◆ WORK INSTRUCTIONS ◆
Find the line containing "[locate] utility pole". Reproduce it and every line after it up to the end of the records, exactly as written.

◆ EXCERPTED RECORDS ◆
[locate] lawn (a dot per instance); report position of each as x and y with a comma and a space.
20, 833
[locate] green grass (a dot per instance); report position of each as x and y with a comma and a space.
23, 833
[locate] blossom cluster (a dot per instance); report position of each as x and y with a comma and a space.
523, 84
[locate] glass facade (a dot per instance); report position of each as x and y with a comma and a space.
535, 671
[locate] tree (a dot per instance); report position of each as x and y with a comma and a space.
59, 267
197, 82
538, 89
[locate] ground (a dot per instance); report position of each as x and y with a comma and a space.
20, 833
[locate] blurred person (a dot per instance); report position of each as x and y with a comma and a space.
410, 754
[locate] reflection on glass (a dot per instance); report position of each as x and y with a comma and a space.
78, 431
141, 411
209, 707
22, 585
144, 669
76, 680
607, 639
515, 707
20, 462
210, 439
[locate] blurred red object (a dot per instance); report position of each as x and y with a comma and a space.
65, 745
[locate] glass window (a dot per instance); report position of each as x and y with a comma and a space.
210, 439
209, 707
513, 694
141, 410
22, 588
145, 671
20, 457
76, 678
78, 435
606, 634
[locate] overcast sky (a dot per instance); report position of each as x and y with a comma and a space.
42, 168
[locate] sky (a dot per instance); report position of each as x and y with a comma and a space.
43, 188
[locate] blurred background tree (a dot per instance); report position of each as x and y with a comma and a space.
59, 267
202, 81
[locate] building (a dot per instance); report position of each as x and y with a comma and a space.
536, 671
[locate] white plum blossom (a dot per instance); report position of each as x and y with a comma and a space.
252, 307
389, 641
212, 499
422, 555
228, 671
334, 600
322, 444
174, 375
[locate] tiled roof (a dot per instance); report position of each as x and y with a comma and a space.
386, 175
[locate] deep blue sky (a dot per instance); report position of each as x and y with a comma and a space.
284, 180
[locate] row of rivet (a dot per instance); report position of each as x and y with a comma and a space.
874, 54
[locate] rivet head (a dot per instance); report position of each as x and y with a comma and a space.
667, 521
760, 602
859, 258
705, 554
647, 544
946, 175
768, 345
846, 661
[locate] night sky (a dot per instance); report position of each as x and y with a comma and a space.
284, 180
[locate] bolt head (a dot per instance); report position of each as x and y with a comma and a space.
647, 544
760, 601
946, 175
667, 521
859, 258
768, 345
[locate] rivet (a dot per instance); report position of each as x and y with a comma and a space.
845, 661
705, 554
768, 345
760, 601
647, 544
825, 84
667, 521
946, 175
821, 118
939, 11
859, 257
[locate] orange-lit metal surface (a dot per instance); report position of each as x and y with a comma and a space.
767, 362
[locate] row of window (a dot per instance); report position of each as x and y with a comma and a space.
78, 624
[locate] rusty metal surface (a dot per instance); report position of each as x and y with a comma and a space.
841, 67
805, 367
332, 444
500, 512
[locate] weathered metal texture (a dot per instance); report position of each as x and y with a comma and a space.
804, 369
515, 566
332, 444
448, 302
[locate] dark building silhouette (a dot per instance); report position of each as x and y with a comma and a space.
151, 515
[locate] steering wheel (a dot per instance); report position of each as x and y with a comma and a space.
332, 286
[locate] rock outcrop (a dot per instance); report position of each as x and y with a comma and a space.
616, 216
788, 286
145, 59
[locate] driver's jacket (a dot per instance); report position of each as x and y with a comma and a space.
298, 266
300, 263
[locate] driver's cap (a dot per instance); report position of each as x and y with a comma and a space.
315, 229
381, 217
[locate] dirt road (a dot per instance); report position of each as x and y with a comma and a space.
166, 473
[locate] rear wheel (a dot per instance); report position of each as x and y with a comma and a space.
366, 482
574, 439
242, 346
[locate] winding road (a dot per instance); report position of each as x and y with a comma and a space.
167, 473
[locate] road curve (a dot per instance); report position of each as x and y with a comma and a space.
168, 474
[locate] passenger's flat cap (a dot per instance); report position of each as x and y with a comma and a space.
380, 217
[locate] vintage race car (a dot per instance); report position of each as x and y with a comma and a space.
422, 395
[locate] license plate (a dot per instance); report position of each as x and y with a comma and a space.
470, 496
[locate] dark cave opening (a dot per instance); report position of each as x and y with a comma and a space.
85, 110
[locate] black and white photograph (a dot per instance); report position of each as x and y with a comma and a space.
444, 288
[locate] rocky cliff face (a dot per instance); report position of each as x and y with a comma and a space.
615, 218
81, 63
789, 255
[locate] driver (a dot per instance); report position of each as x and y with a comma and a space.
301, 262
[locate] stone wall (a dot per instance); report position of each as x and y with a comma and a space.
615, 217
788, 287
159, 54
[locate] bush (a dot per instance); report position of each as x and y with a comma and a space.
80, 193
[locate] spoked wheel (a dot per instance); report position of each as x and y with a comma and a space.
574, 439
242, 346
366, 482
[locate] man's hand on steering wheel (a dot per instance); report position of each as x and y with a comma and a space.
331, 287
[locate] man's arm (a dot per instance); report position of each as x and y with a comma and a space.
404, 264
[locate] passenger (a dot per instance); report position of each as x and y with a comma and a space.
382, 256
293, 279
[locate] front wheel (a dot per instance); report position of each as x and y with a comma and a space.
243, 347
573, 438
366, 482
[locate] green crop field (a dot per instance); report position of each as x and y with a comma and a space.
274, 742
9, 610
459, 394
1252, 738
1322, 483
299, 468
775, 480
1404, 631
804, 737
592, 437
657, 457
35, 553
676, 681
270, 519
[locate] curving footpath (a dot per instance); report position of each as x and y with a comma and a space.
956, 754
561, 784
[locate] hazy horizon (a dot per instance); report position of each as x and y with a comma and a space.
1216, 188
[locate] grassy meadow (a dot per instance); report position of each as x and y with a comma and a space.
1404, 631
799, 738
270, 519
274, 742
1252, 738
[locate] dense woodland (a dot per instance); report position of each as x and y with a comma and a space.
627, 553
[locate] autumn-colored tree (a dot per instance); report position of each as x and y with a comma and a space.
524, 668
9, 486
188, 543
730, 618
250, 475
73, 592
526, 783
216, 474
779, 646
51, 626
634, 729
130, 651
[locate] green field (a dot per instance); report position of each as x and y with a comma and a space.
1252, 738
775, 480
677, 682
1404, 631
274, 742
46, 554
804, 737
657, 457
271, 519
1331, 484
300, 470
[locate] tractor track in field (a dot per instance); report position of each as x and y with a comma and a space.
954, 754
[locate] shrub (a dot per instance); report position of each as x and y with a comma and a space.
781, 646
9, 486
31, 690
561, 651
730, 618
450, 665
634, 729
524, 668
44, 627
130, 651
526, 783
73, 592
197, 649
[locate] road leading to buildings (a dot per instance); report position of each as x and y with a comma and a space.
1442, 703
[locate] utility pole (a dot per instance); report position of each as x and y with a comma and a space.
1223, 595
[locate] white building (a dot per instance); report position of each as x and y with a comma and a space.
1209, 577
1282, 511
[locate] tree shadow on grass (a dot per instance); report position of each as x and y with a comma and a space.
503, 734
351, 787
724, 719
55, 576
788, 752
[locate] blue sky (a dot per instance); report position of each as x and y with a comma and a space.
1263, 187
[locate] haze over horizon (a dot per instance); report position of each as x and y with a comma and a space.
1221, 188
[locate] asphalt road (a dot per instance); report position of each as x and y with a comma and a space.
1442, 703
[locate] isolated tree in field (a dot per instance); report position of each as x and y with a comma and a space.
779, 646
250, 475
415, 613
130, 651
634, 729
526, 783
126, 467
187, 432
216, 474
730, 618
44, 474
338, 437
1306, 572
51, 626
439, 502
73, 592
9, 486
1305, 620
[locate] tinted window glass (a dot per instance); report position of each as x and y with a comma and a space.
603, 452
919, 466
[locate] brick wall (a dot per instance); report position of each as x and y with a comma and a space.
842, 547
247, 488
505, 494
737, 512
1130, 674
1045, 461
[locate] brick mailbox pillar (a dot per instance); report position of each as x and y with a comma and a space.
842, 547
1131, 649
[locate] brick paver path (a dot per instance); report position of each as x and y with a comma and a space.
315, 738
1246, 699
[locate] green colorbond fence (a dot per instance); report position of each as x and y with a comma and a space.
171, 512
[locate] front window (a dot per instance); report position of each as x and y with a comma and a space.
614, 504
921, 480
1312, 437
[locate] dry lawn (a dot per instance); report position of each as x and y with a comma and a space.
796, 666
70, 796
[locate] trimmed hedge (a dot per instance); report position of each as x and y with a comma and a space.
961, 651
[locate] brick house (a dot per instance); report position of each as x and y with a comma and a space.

◆ ANSWER SPACE ◆
[locate] utility pole (a dot per instance); report position of each as x and y with a comma and a space.
1223, 595
[locate] white building (a dot per instance); report position of each as x and y with a comma and a space.
1209, 577
1282, 511
[locate] tree shadow on grass (a dot per instance); report position of each as x and y with a comma and a space.
503, 734
351, 787
724, 719
55, 576
788, 752
[locate] blue sky (a dot per instance); report position of each as x and y with a comma and a space.
1263, 187
[locate] haze over horizon (a dot per instance); report position of each as x and y with a comma and a space.
1221, 188
[locate] asphalt road (a dot per instance); report position of each as x and y with a comma and a space.
1442, 703
[locate] isolated tree in field (a dot per instance); report position of each as x and y with a comma and a space.
779, 646
250, 475
415, 613
130, 651
634, 729
526, 783
126, 467
187, 432
216, 474
730, 618
44, 474
338, 437
1306, 572
51, 626
439, 502
73, 592
9, 486
1305, 620
[locate] tinted window glass (a dot per instance); report position of each as x and y with a comma and a space.
603, 452
919, 466
[locate] brick wall (a dot per instance); report position of each as x and y with a comma and a space.
842, 547
247, 488
505, 494
737, 512
1130, 674
1045, 461
[locate] brick mailbox pillar (a dot per instance); report position of each as x and y with a comma and a space.
842, 547
1131, 649
[locate] brick paver path (a dot per instance); report position of each as x and y with a comma and a space.
315, 738
1246, 699
[locate] green colorbond fence (a dot per instance); report position of each as x and y with a comma and a space.
171, 512
[locate] front window (a dot per instance); report position of each as x and y with a comma and a space.
614, 504
921, 480
1312, 437
[locate] dry lawn (a dot per instance); report position of each as x and y with a comma and a space.
796, 666
70, 796
[locate] trimmed hedge (a dot per instance); report position of each as x and y with a comma and a space.
961, 651
[locate] brick house (a dot per instance); report position of each as x and y with a comma and a space.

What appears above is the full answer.